So, the average person worried or interested in her health is bombarded by multiple confusing and conflicting headlines per week. This does nothing to improve our actual health, and in all likelihood worsens it ("forget that, the story changes every month").

What is behind this avalanche of weak or even bogus results in the news? It goes like this. Scientists perform expensive research, and very often, nothing spectacular comes out. Healthy people are healthier, people that exercise have lower blood pressure, folks that do things in moderation do lots better etc. 

Scientists are people too, and they have to justify their work, so they start the first round of trawling the data. And if you've measured enough, some interesting correlation always pops up! To counter this, Bonferroni correction should be applied to statistics, but not doing is so a common but helpful oversight. I mean, the research was expensive enough, something should come out!

So we have a claim, for example: 'Overweight post-menopausal women with pre-diabetes who eat fifth quintile amounts of avocados have lower insulin resistance'. This is typically what you'll find in a research paper, and where such a claim (had it survived Bonferroni correction, which it would likely have not) actually is worth reporting. Meanwhile, the claim is flagged with 'p < 0.05' which means the result is statistically significant; in actual effect, the impact can still be clinically insignificant (and often is)

Next, the research institute also wants to look good, so its PR department takes the paper, speaks with the scientists and writes a press release: "Benefit of eating avocados on insulin resistance, preventing diabetes". Note that they lobbed off all the qualifications, plus extrapolated the claim into preventing disease.

Finally, journalists fed this press release are eager for clicks on their articles, so they liven up the press release with some further human interest quotes and headline the piece: 'Scientists say: Eat avocados to ward off diabetes'.

= EXTRACTED ENTRIES =

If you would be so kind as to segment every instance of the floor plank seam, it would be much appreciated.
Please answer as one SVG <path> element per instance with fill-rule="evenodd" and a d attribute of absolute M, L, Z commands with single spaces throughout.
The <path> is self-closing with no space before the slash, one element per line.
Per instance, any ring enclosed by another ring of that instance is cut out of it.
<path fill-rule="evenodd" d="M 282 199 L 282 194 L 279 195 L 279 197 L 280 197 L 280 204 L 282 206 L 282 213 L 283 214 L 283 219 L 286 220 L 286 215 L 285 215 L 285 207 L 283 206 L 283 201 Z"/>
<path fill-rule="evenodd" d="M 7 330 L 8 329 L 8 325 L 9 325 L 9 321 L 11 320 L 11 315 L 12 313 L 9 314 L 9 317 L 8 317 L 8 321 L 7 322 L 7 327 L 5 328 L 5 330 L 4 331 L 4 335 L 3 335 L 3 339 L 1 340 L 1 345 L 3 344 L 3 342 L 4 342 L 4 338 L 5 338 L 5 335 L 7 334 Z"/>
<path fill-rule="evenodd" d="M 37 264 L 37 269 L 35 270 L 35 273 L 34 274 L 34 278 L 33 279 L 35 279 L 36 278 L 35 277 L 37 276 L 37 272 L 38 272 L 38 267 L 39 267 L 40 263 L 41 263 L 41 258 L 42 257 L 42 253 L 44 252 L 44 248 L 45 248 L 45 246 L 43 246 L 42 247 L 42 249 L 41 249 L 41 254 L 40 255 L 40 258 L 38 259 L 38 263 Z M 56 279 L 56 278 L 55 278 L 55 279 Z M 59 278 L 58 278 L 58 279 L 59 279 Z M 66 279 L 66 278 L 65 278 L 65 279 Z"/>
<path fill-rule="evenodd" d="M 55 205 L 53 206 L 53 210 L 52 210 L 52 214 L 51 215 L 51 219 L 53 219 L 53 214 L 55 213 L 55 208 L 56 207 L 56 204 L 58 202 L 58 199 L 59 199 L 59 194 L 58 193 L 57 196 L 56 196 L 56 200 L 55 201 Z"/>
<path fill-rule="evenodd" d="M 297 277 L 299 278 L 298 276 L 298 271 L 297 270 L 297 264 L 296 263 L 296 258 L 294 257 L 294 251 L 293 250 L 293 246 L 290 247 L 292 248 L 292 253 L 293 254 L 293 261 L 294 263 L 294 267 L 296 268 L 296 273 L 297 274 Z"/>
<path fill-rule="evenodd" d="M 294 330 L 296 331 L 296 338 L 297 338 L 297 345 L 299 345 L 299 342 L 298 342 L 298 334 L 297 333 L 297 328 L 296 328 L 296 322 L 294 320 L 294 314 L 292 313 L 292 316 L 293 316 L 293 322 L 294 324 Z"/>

= ASSIGNMENT A =
In the passage about health headlines, what correction does it say should be applied to statistics to counter chance correlations?
= ASSIGNMENT B =
Translate this sentence from the passage about health headlines into Spanish: "Scientists perform expensive research, and very often, nothing spectacular comes out."
= ASSIGNMENT C =
Write the next paragraph of the passage about health headlines, following on from its final sentence.

= RESPONSE BOX A =
Bonferroni correction.

= RESPONSE BOX B =
Los científicos realizan investigaciones costosas y, muy a menudo, no sale nada espectacular.

= RESPONSE BOX C =
And there we go - from an investigation with no really significant results, we end up with a pretty stonking headline with incorrect advice. 

So what do we do?

Here's an odd idea. Zappos, an online shoe store, has a 'quit now' bonus for new hires. If after training you decide to leave, the company pays you $3000. The net effect of this is that people have an incentive to leave if they feel Zappos is not going to be a great place for them. 

And, although I don't know how it works in practice, in theory this should be a big win - anyone who stuck around against their will but thus inticed to leave will 1) not be a drag on Zappos 2) be able to move on to better pastures all the quicker.

The relevance to our scientists feeling pressured to publish should be obvious. Launch a fund, perhaps at department or institute level, or make it a national prize, for researchers honest enough to claim 'no significant results' from their research if there were none.

Compare the (at best misleading) headline 'Eat avocados to ward off diabetes' with 'Different levels of fruit consumption did not meaningfully change levels of diabetes among 3500 randomly selected staff of healthcare institutes'. 

The latter headline would admittedly not make the evening news. But it would allow investigators to move on to new research, and not further confuse the public. And very importantly, it would also make sure that even negative or null results make it to (the academic) press. 

As Ben Goldacre of www.alltrials.net often points out, not reporting unwelcome results leads to a statistical excess of positive results, thus "proving" that ineffective treatments actually work!

Now, I admit the details of this 'Zappos prize' would be daunting, and it would also require a significant fund to have any impact. It would need prestige too - scientists (who, as noted above are people too), are less swayed by money than most.

But something has to change. Today, mediocre research grabs the headlines while researchers honest with themselves struggle to get their voices heard!

Your thoughts are more than welcome.